## Texte à examiner
+---+
Une fois la demande reçue, le président du Tribunal reçoit le dirigeant de l'entreprise et recueille ses observations. Celui-ci peut lui-même proposer le nom d'un mandataire ad hoc.

S'il accepte la demande, le président du Tribunal :

  • désigne un mandataire ad hoc ;
  • fixe l'objet de sa mission ;
  • détermine la durée de sa mission : elle est généralement de 3 mois, période renouvelable plusieurs fois sans limitation de durée. Généralement elle prend fin à l'issue de l'exécution de la mission demandée par le dirigeant. Toutefois, le président du Tribunal peut y mettre fin dès que le dirigeant de l'entreprise le lui demande, lorsqu'il juge bon de mettre fin à la mission ou lorsque qu'une autre procédure a été ouverte ;
  • fixe les conditions de sa rémunération.

Attention, si pendant la mission du mandataire ad hoc, l'entreprise constate qu'elle se trouve cessation des paiements, le dirigeant doit procéder à la déclaration de cette situation dans les 45 jours de son apparition.

Que va faire le mandataire ad hoc concrètement ?
+---+
## Données étudiées
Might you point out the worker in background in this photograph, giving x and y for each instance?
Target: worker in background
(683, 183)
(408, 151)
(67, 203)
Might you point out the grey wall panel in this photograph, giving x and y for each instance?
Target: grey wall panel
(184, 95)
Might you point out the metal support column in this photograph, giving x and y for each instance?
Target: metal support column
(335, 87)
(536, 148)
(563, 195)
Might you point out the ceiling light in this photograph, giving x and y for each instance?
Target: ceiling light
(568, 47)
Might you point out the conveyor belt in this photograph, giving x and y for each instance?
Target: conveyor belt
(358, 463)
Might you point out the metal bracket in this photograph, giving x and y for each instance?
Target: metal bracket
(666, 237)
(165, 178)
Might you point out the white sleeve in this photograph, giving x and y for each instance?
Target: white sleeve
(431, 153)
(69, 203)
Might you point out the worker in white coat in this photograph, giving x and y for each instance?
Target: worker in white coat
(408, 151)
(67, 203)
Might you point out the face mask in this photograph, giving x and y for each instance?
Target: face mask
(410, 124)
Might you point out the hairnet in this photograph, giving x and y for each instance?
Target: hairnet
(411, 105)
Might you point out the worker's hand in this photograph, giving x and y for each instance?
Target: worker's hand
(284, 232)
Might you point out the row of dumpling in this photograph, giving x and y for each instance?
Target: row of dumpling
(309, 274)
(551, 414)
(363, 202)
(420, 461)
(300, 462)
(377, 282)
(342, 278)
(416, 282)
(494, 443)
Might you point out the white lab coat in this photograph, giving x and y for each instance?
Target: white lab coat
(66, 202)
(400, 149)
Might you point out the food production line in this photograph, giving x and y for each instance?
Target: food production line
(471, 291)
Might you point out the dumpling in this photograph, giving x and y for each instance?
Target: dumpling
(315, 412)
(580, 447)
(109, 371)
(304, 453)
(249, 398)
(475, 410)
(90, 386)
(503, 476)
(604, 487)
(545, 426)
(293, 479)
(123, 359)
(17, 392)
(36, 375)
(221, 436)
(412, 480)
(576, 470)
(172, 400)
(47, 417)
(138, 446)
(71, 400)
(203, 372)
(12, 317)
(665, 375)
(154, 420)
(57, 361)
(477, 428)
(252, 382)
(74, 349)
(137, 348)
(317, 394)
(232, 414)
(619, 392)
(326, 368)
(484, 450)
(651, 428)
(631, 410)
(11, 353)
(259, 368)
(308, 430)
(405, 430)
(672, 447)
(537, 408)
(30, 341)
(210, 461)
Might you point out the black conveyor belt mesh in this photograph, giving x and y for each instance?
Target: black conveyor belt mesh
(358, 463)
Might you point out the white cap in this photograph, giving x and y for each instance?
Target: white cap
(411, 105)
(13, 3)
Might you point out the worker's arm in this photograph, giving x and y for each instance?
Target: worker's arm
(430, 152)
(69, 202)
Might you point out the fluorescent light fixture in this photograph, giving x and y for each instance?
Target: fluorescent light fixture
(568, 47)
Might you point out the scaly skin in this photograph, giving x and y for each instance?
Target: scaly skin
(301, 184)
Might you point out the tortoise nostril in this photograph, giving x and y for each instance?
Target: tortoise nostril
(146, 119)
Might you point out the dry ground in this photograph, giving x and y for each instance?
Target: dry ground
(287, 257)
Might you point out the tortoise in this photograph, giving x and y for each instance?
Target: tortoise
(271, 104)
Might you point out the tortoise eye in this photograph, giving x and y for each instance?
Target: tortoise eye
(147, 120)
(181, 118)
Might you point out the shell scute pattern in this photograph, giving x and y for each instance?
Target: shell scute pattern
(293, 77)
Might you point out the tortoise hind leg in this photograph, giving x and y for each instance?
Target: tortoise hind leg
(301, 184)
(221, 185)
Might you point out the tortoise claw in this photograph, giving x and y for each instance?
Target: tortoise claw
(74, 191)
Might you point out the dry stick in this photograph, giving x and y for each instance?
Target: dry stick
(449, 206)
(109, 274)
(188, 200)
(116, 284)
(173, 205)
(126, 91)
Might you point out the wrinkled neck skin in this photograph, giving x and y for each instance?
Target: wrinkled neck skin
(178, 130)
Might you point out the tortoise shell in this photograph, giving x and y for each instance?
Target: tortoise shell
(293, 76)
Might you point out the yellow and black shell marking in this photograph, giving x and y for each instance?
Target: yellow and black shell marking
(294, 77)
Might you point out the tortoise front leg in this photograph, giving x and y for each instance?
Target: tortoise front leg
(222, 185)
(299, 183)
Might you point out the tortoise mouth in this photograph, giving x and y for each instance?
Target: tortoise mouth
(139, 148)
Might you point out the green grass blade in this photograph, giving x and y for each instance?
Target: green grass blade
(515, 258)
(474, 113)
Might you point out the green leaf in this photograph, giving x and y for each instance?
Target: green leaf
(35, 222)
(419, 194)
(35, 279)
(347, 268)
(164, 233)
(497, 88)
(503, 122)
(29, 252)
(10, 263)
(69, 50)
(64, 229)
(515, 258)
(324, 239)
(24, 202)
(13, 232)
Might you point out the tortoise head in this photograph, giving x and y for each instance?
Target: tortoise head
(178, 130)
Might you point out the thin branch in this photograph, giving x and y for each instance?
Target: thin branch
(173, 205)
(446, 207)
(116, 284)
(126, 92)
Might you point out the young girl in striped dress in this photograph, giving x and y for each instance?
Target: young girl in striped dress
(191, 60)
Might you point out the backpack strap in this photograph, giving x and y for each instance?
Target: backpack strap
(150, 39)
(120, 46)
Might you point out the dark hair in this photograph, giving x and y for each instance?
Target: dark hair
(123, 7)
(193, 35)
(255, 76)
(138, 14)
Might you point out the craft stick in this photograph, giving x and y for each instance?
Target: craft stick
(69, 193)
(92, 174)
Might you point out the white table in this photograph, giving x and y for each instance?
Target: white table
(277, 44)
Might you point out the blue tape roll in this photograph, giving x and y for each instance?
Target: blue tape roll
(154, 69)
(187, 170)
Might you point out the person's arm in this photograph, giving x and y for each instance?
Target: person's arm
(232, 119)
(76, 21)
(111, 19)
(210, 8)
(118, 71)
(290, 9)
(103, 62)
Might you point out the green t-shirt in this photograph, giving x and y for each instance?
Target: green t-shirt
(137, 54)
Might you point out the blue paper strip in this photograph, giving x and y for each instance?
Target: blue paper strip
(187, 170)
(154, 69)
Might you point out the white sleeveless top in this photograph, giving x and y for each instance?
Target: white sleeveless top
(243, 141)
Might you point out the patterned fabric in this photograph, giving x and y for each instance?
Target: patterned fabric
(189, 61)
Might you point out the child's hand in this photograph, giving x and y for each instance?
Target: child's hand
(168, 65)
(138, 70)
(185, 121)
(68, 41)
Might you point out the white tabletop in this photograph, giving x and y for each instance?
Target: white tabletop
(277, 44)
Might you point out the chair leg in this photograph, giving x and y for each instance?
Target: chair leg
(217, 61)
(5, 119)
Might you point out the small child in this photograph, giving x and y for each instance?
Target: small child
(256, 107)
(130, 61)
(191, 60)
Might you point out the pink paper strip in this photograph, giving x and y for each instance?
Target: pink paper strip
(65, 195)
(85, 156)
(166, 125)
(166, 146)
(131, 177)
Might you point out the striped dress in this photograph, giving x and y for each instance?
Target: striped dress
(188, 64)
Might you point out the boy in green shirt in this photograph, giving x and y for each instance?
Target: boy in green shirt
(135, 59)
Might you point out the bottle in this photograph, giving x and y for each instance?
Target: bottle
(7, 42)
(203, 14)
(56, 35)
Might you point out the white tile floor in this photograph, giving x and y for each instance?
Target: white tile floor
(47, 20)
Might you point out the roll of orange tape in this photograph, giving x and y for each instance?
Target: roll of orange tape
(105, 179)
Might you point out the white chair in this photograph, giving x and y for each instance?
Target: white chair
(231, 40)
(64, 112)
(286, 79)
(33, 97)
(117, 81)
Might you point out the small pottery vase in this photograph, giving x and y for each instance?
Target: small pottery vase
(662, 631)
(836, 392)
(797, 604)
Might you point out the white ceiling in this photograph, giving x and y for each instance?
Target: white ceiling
+---+
## Consigne de travail A
Recopiez le passage du texte sur le mandataire ad hoc qui va de « Attention, si pendant » jusqu'à « de son apparition. » inclus.
## Consigne de travail B
Répondez à ces questions à l'aide du texte sur le mandataire ad hoc :
(i) Qui peut proposer le nom d'un mandataire ad hoc ?
(ii) Quelle est la durée habituelle de la mission du mandataire ad hoc ?
(iii) Dans quel délai le dirigeant doit-il déclarer la cessation des paiements ?
## Consigne de travail C
Indiquez si chacune de ces affirmations concorde avec le texte sur le mandataire ad hoc :
(i) Le président du Tribunal fixe les conditions de rémunération du mandataire ad hoc.
(ii) La mission du mandataire ad hoc ne peut être renouvelée qu'une seule fois.
(iii) Le président du Tribunal peut mettre fin à la mission à la demande du dirigeant de l'entreprise.
Les données n'ont aucun rôle à jouer ici.

## Réponse A
Attention, si pendant la mission du mandataire ad hoc, l'entreprise constate qu'elle se trouve cessation des paiements, le dirigeant doit procéder à la déclaration de cette situation dans les 45 jours de son apparition.

## Réponse B
(i) Le dirigeant de l'entreprise.
(ii) 3 mois, période renouvelable plusieurs fois sans limitation de durée.
(iii) Dans les 45 jours de son apparition.

## Réponse C
(i) Oui : « fixe les conditions de sa rémunération ».
(ii) Non : « période renouvelable plusieurs fois sans limitation de durée ».
(iii) Oui : « le président du Tribunal peut y mettre fin dès que le dirigeant de l'entreprise le lui demande ».